* [GIVEN PROBLEM] Reproduce each of the following entries word for word, keeping every line unchanged.

* [THE RECORDS]
■ ■ ■ ■

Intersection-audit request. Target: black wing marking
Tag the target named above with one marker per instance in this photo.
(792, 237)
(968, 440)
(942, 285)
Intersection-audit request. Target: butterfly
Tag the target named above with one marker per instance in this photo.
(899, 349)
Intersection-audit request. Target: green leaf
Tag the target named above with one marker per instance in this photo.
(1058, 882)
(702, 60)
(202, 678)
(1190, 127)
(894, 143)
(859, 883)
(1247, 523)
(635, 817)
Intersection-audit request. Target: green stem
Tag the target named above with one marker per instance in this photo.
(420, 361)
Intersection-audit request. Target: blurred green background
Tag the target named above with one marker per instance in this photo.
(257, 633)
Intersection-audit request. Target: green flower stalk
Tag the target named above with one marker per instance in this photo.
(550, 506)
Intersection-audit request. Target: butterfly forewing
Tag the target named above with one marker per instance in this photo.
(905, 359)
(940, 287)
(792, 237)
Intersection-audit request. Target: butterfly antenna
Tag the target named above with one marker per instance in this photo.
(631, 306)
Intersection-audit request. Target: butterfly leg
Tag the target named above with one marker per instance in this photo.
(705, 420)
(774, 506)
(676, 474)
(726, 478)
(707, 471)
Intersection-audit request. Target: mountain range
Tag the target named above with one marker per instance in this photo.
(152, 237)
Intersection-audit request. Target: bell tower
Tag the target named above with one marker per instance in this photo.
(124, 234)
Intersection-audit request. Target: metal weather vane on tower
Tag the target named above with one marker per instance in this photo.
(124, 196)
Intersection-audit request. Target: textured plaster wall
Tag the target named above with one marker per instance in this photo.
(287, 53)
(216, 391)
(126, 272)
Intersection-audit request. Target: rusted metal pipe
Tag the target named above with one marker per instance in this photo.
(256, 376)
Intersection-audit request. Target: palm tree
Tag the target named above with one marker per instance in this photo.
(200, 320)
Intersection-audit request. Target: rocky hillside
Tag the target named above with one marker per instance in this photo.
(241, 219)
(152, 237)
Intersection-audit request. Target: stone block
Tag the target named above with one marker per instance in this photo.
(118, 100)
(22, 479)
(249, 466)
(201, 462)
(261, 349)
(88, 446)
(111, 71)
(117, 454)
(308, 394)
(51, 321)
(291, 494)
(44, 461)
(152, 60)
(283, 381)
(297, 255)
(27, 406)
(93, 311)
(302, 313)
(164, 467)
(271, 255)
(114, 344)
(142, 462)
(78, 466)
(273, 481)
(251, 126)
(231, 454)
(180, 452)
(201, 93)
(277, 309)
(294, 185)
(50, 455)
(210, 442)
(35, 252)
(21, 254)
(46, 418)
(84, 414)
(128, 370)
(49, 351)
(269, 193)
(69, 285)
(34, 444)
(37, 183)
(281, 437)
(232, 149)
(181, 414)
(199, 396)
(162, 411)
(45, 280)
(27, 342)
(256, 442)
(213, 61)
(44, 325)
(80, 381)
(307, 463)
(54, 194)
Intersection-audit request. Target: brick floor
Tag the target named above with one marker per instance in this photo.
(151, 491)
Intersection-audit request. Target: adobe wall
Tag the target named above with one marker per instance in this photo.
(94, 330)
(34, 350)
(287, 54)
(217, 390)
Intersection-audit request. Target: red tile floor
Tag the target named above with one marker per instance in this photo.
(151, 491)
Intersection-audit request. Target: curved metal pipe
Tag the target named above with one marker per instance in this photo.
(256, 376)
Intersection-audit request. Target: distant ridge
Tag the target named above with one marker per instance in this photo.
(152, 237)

■ ■ ■ ■

* [SOLUTION TO THE EXERCISE]
Intersection-audit request. Target: black wing marking
Tag the target named above with one marker per instance in this photo.
(792, 237)
(968, 440)
(942, 285)
Intersection-audit request. Target: butterfly
Tag the target named above with one marker per instance in this photo.
(899, 349)
Intersection-audit request. Target: green leaf
Tag the target named above with one marker per instance in this photo.
(1058, 882)
(702, 60)
(202, 678)
(1190, 127)
(894, 143)
(859, 883)
(1247, 523)
(635, 817)
Intersection-audit request. Target: green stem
Tag the target named above with one marker per instance in this photo.
(420, 361)
Intersection-audit request. Target: blurred green background
Tag the target named above with one marker per instance in this photo.
(257, 633)
Intersection-audit request. Target: green flower stalk
Tag the target named above with one marker per instance in this photo.
(550, 506)
Intersection-audit request. Target: butterfly forewing
Tag the target named above with one marker per instance in this photo.
(905, 359)
(940, 287)
(792, 237)
Intersection-audit request. Target: butterfly antenna
Tag the target named above with one marker per instance in this photo.
(631, 306)
Intersection-audit request. Target: butterfly leg
Tag the target named above with one marker per instance in this photo.
(705, 420)
(774, 506)
(676, 474)
(726, 478)
(707, 471)
Intersection-audit request. Target: mountain range
Tag the target named above with one marker per instance in this photo.
(152, 237)
Intersection-audit request. Target: bell tower
Tag the target named above with one marker per instance in this photo.
(124, 234)
Intersection-audit request. Target: metal weather vane on tower
Tag the target named above with one marker per instance in this photo.
(124, 196)
Intersection-audit request. Target: textured plaster wall
Tag the target named above with one marker per instance in this photo.
(287, 53)
(216, 391)
(126, 272)
Intersection-audit request. Target: rusted metal pipe
Tag the target named above with one marker per instance in this photo.
(256, 376)
Intersection-audit request. Target: palm tree
Tag the target named above with one marker per instance in this photo.
(200, 320)
Intersection-audit request. Target: rocky hillside
Tag the target named above with one marker per instance in this photo.
(241, 219)
(152, 237)
Intersection-audit request. Target: stone block
Tag the target named above with one marker per instance in this photo.
(118, 100)
(22, 479)
(249, 466)
(201, 462)
(261, 349)
(88, 446)
(111, 71)
(117, 454)
(308, 394)
(51, 321)
(291, 494)
(44, 461)
(152, 60)
(283, 381)
(297, 255)
(27, 406)
(93, 311)
(302, 313)
(164, 467)
(271, 255)
(114, 344)
(142, 462)
(78, 466)
(273, 481)
(251, 126)
(231, 454)
(180, 452)
(201, 93)
(277, 309)
(294, 185)
(50, 455)
(210, 442)
(35, 252)
(21, 254)
(46, 418)
(84, 414)
(128, 370)
(49, 351)
(269, 193)
(69, 285)
(34, 444)
(37, 183)
(281, 437)
(232, 149)
(181, 414)
(199, 396)
(162, 411)
(45, 280)
(27, 342)
(256, 442)
(213, 61)
(44, 325)
(80, 381)
(307, 463)
(54, 194)
Intersection-audit request. Target: brick floor
Tag the target named above with one marker per instance in this photo.
(151, 491)
Intersection-audit request. Target: adobe wall
Tag the target named above with one marker per instance in this photo.
(94, 330)
(34, 350)
(287, 54)
(217, 390)
Intersection-audit request. Target: red tile floor
Tag the target named above with one marker per instance in this photo.
(151, 491)
Intersection-audit request. Target: curved metal pipe
Tag the target named above with one marker per instance in this photo.
(256, 376)
Intersection-audit request. Target: distant ridge
Tag the target named above with one marker per instance in this photo.
(152, 237)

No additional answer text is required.